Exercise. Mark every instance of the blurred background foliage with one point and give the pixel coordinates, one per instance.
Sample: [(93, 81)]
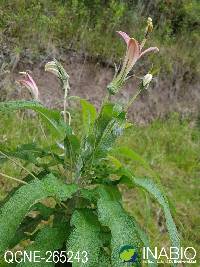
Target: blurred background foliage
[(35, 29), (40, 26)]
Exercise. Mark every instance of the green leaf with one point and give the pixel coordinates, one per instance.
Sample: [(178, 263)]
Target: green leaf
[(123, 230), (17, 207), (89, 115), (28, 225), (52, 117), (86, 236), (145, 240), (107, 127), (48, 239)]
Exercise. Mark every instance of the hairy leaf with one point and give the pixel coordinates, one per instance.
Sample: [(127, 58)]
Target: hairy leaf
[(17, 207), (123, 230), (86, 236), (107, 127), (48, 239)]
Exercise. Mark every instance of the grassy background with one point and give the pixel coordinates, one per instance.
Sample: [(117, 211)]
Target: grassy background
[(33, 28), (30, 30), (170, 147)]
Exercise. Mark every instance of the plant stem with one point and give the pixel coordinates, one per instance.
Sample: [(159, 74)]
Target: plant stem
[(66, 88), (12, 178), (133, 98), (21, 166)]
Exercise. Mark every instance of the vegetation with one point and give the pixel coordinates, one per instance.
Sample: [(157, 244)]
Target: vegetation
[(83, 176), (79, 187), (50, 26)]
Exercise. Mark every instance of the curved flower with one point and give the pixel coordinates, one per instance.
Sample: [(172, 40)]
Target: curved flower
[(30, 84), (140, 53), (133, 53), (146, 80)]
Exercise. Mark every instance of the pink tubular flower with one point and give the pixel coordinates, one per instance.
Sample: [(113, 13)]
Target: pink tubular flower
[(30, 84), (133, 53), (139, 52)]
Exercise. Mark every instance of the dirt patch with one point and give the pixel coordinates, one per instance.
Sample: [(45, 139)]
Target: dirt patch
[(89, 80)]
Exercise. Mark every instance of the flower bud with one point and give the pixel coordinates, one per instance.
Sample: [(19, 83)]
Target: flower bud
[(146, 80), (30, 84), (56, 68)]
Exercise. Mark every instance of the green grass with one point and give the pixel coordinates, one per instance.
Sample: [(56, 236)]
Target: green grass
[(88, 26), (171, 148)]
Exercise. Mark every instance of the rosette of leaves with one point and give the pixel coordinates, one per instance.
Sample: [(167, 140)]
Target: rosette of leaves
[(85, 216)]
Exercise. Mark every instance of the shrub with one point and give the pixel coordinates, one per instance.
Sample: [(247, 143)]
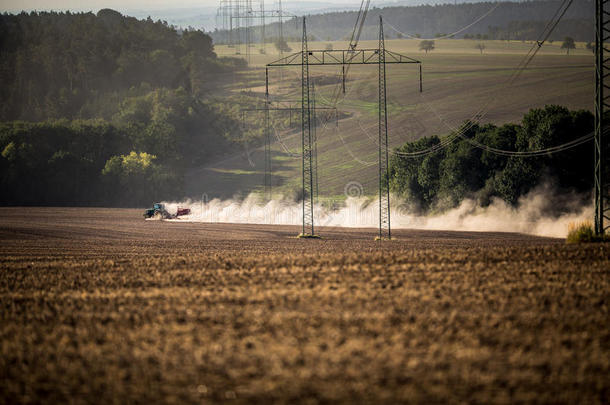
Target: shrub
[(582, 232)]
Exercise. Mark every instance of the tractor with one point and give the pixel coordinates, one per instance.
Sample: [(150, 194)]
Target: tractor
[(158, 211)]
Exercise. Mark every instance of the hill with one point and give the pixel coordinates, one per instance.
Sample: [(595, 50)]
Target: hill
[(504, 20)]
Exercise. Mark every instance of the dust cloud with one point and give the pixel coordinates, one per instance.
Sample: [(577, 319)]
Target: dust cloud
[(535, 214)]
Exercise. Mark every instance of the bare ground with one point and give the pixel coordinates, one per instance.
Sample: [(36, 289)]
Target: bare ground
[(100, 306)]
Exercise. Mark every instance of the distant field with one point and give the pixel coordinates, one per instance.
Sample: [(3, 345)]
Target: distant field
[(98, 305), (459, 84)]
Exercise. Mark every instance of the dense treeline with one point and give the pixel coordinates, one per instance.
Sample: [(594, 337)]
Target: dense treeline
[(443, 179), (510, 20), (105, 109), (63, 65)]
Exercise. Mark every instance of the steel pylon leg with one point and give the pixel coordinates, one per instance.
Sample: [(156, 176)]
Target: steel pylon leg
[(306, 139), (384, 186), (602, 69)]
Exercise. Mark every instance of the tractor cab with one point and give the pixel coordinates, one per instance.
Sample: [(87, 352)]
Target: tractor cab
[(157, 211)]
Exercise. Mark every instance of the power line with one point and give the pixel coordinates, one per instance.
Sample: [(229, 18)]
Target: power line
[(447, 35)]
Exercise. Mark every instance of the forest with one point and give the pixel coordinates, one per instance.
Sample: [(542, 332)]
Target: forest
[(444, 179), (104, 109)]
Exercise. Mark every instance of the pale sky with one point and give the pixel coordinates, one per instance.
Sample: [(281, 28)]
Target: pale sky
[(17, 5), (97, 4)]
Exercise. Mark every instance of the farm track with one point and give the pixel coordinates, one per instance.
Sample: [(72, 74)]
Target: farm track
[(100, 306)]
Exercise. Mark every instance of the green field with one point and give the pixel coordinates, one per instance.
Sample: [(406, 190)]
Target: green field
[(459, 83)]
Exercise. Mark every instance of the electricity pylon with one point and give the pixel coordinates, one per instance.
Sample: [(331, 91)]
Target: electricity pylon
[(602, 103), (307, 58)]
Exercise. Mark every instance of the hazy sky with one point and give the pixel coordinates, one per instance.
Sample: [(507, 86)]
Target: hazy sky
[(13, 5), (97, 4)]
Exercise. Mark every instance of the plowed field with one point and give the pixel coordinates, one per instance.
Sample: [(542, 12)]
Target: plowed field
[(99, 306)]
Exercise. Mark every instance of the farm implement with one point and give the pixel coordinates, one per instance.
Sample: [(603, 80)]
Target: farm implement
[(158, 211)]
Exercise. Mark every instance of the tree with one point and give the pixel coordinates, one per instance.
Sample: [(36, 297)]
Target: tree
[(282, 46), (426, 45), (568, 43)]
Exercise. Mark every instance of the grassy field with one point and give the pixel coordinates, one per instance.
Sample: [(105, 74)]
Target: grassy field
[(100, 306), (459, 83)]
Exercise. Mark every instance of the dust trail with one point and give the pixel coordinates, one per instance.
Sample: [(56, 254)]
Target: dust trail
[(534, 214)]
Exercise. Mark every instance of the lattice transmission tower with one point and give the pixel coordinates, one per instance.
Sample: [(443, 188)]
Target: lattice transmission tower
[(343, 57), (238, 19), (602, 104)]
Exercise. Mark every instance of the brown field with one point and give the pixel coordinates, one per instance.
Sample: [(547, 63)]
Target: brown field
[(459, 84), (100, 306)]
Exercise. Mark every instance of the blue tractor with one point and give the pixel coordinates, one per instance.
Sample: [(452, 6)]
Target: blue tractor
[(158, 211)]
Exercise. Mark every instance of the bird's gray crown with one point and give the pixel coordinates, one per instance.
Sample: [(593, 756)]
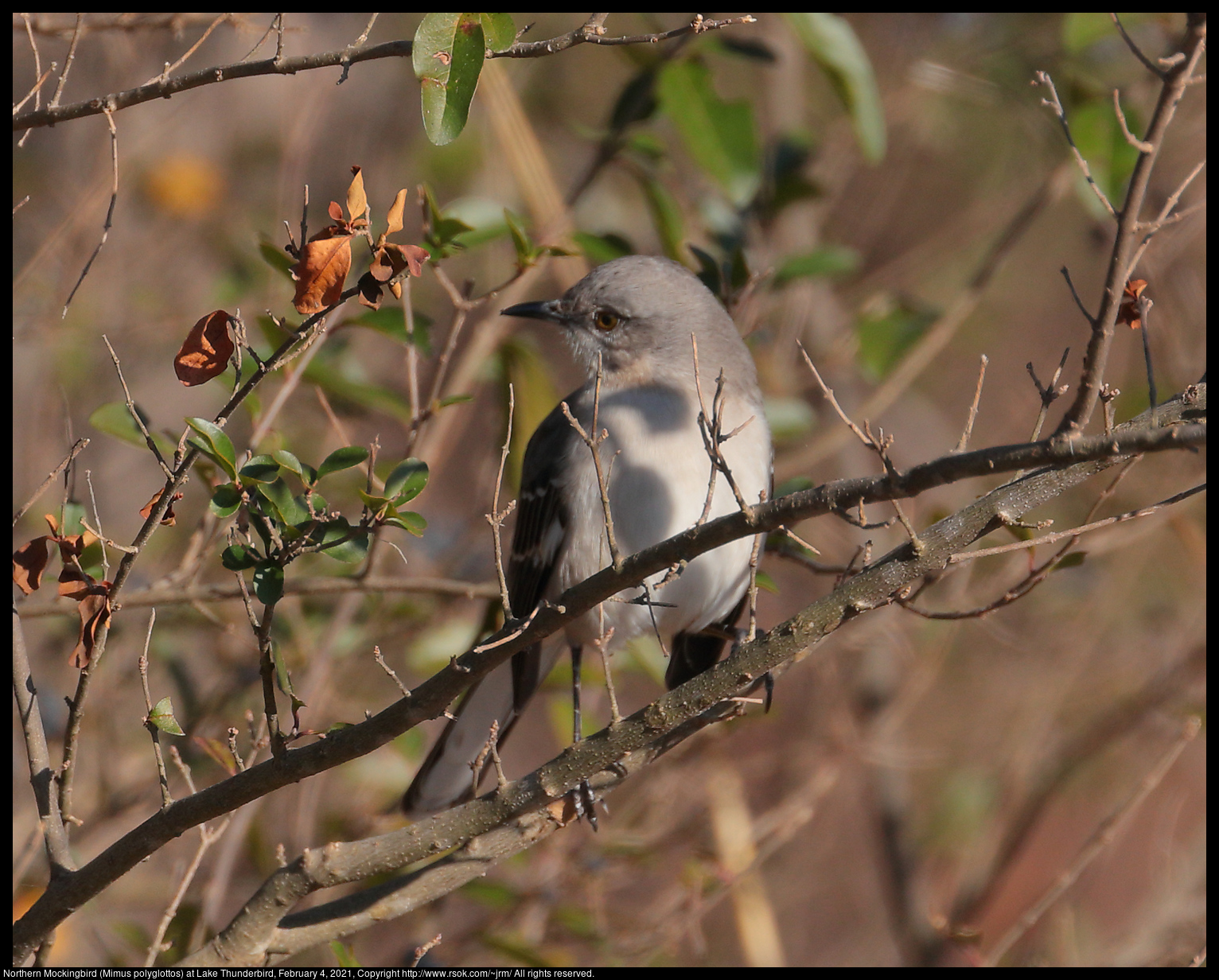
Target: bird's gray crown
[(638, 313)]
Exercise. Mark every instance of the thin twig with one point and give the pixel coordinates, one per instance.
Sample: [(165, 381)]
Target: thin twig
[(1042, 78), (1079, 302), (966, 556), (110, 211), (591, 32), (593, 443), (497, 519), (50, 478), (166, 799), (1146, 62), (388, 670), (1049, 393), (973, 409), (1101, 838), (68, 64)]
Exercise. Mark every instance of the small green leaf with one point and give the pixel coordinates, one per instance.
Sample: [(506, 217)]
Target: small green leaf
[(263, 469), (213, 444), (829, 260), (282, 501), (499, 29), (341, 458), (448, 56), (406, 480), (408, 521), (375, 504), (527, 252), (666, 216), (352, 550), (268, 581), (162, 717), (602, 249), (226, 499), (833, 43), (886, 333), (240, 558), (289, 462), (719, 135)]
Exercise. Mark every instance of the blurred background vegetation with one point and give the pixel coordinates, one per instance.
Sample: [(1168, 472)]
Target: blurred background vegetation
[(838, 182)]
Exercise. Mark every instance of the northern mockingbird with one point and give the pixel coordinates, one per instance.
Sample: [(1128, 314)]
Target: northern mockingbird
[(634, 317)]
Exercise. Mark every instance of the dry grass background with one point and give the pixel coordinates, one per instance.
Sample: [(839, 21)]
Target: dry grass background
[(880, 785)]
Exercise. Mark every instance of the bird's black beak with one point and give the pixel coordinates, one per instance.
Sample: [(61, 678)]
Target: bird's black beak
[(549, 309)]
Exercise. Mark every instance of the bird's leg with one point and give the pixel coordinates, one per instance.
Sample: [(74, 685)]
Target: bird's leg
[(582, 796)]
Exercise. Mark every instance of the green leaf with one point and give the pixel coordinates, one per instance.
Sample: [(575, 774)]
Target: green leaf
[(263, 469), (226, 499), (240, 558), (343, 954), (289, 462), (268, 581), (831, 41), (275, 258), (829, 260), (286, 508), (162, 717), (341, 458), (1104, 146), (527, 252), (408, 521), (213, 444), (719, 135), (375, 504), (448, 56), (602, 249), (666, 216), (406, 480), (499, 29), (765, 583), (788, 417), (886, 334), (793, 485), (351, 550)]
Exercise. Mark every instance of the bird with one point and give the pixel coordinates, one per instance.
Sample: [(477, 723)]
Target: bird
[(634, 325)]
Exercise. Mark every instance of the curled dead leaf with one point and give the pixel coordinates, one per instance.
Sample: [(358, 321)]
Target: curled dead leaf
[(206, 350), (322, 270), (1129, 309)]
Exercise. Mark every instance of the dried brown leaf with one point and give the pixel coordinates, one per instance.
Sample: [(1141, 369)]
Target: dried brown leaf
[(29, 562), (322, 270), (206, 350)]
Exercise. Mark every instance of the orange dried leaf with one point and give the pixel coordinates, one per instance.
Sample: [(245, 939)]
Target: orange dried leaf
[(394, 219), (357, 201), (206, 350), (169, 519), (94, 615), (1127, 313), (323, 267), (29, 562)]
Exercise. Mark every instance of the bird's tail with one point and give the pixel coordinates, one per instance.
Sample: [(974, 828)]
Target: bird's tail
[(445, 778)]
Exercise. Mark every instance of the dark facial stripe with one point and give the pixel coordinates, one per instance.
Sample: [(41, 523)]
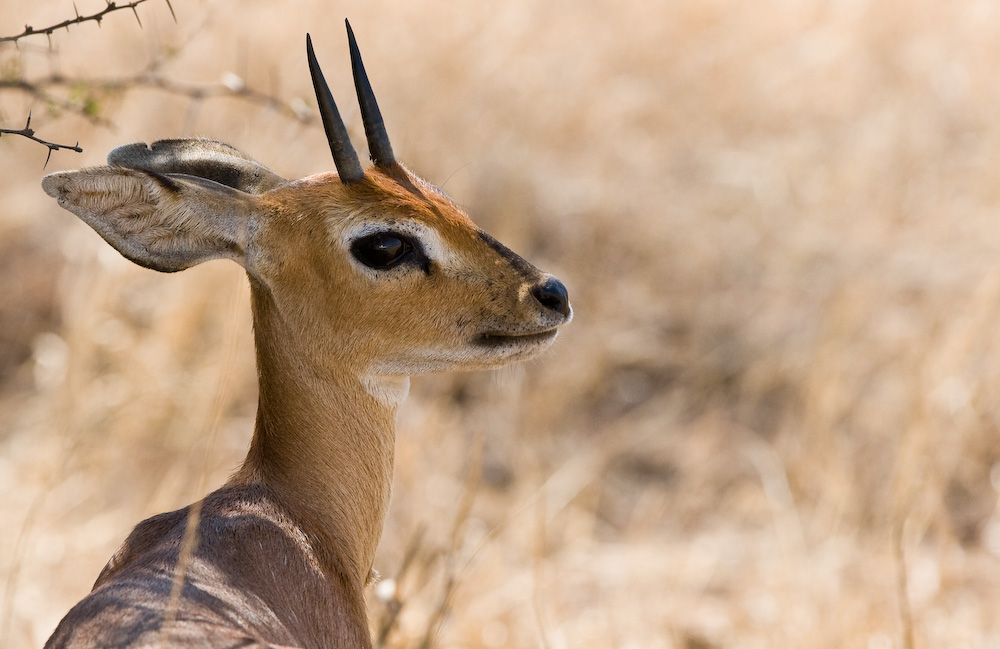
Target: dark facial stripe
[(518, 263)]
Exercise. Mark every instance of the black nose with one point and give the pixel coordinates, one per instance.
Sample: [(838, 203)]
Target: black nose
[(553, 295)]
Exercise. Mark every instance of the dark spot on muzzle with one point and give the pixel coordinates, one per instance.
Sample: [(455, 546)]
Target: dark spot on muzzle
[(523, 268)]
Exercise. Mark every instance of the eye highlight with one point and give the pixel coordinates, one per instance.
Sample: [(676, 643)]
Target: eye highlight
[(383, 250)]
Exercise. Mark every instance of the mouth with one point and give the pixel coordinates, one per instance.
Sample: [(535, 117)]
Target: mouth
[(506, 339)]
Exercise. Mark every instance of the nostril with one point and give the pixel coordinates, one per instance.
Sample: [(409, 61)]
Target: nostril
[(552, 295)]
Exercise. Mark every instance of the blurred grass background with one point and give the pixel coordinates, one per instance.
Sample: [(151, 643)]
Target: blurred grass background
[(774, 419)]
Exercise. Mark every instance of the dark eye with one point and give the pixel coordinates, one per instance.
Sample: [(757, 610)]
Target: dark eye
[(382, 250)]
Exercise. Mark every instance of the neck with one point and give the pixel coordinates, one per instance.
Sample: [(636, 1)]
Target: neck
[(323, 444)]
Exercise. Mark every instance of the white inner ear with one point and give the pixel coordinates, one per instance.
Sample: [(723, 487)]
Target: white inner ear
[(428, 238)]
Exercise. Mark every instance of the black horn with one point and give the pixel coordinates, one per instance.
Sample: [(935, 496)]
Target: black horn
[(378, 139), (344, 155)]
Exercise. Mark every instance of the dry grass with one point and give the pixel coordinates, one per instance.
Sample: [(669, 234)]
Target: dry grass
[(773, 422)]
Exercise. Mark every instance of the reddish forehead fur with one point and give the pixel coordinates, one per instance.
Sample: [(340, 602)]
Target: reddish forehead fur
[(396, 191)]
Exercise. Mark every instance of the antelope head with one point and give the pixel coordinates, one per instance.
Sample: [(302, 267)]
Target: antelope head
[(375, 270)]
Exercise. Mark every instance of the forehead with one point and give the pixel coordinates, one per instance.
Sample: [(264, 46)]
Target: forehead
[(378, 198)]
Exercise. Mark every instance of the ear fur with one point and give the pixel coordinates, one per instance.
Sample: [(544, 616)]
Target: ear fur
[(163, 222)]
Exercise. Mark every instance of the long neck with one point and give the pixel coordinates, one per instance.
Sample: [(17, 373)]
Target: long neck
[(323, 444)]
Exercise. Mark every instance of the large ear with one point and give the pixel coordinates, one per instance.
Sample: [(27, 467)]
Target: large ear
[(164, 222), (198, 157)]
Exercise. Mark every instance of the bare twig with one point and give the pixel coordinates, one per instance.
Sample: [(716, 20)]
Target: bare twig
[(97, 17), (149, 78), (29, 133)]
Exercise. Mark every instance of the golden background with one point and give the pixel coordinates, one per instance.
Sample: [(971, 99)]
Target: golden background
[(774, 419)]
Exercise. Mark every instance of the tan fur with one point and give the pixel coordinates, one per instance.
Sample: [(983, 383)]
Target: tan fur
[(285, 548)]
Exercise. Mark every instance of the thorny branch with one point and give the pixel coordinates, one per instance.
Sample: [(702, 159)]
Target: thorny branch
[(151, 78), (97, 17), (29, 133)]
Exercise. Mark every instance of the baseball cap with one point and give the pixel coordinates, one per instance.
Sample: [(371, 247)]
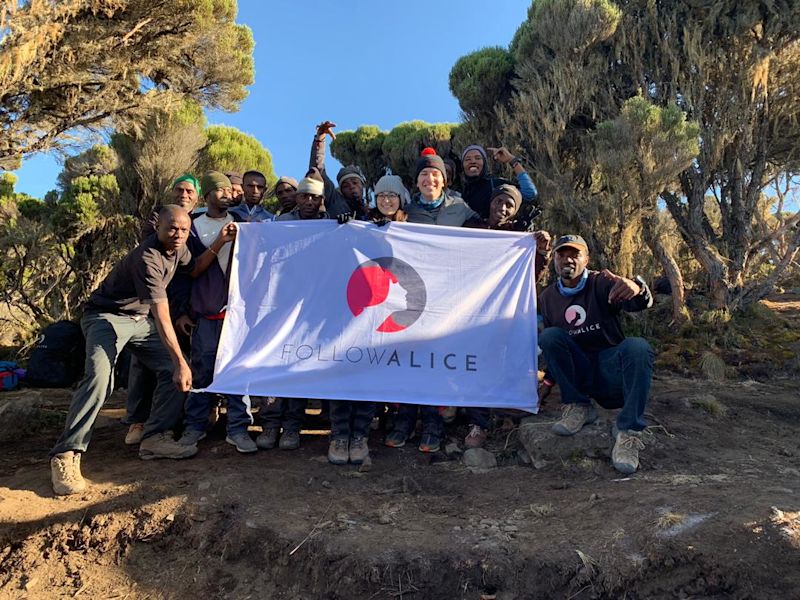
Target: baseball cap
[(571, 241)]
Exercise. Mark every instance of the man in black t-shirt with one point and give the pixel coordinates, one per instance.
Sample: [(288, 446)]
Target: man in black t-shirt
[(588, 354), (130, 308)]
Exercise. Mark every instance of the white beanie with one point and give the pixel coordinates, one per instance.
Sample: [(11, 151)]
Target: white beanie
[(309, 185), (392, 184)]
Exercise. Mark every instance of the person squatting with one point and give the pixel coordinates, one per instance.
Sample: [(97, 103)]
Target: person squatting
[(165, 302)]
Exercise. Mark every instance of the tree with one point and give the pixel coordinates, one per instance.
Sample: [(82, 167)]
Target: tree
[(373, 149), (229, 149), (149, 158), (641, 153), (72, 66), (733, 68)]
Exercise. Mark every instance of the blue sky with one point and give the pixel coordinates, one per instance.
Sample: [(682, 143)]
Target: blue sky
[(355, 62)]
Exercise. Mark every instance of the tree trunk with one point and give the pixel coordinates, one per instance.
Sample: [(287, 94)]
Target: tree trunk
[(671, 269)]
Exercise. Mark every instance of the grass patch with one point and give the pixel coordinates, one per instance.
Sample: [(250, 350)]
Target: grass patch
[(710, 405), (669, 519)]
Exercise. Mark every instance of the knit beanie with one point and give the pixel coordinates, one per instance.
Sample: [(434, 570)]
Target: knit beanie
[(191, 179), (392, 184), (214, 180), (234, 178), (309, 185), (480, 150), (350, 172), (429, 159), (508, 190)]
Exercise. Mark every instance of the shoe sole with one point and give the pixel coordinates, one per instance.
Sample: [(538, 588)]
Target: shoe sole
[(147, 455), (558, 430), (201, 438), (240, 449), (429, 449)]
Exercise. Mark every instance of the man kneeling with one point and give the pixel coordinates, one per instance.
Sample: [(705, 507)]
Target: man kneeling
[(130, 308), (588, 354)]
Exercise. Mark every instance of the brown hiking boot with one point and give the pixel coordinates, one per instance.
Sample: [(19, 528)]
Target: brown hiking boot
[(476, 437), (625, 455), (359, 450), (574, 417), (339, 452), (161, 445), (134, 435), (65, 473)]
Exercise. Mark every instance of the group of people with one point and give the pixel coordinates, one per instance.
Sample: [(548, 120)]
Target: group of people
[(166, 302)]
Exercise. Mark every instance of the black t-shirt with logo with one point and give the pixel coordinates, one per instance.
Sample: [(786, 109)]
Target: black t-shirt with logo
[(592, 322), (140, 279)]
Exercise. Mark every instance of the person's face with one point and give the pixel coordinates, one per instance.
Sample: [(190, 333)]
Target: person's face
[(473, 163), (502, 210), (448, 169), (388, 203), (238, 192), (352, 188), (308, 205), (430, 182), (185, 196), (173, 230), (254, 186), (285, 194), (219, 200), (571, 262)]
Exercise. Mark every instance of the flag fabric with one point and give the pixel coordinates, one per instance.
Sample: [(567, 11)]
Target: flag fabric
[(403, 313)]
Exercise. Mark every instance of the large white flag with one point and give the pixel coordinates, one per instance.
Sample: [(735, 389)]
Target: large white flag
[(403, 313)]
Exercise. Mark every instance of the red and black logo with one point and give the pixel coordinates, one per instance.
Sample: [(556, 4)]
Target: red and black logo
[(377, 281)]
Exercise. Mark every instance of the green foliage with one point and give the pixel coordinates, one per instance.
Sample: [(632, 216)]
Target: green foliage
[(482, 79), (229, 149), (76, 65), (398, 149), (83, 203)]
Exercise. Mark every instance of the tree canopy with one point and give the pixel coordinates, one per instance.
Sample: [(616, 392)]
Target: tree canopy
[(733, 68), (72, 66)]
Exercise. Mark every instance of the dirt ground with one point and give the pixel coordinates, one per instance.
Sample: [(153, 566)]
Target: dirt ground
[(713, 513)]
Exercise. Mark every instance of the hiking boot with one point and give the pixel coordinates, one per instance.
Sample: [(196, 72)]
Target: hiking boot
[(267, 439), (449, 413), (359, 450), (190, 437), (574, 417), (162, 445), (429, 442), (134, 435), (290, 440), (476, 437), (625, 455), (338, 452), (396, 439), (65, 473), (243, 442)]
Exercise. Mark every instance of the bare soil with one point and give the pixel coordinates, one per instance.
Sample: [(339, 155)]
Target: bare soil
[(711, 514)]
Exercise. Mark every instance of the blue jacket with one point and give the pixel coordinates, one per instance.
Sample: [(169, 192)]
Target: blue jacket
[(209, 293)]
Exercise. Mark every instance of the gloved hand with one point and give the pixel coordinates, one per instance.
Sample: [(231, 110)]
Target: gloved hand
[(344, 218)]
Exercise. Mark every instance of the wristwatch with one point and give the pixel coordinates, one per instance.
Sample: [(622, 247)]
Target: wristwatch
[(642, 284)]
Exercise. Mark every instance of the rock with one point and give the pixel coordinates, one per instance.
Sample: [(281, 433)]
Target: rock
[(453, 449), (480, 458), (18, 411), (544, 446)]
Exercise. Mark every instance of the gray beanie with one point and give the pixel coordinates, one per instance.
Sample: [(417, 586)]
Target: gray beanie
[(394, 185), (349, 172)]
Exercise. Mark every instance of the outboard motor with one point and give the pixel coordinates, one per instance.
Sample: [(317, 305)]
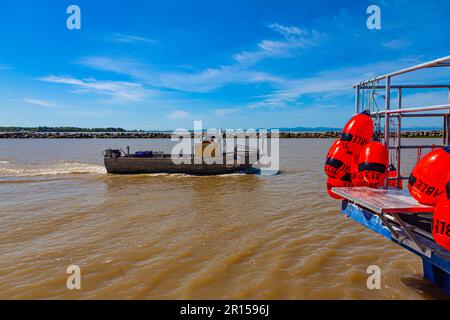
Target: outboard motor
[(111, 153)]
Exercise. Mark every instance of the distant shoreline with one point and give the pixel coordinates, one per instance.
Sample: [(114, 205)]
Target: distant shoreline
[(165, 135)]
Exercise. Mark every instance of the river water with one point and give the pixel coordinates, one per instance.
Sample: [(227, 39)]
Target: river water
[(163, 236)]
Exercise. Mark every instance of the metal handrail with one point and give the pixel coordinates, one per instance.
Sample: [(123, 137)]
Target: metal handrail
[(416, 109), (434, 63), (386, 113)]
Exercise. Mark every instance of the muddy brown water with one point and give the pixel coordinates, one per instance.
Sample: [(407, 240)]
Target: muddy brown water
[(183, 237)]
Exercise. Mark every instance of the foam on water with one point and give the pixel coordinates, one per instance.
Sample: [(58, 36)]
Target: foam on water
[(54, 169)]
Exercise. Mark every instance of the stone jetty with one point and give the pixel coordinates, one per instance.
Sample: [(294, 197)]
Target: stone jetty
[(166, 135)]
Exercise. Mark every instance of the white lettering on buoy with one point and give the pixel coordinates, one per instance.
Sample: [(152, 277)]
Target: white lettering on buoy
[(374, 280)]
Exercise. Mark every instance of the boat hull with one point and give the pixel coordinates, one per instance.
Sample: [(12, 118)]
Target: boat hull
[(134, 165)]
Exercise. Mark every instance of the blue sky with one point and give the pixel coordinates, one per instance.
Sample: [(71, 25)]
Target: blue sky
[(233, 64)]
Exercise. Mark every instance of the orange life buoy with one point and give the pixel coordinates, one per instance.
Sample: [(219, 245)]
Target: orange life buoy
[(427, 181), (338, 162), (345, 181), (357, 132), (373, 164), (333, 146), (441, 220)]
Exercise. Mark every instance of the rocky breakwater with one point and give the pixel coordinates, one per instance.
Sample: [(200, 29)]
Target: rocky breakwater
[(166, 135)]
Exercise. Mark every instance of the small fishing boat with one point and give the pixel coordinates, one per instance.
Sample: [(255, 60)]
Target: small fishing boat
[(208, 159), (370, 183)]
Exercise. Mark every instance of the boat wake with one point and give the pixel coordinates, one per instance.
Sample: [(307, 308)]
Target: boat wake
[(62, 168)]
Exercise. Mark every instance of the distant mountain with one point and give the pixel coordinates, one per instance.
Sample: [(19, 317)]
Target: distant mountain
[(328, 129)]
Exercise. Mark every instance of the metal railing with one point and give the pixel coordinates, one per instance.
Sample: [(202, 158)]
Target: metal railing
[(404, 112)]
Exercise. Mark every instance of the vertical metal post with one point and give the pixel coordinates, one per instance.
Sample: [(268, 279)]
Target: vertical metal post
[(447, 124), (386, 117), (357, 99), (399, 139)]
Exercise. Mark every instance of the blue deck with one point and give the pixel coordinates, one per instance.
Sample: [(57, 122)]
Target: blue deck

▶ Goal of the exercise
Copy the data between the lines holding "Exercise. Mark every instance of the rocky" and "[(208, 159), (370, 183)]", inclusive, substituting "small sailboat" for "small fishing boat" and changing nothing else.

▶ Written response
Exercise. Mark every instance of the rocky breakwater with one point and give the pixel coordinates, one per instance.
Sample: [(200, 29)]
Target: rocky breakwater
[(166, 135)]
Exercise. Mark every instance of the small sailboat with one point and give the pixel coordinates, one per instance.
Sample: [(255, 60)]
Target: small sailboat
[(208, 159), (370, 183)]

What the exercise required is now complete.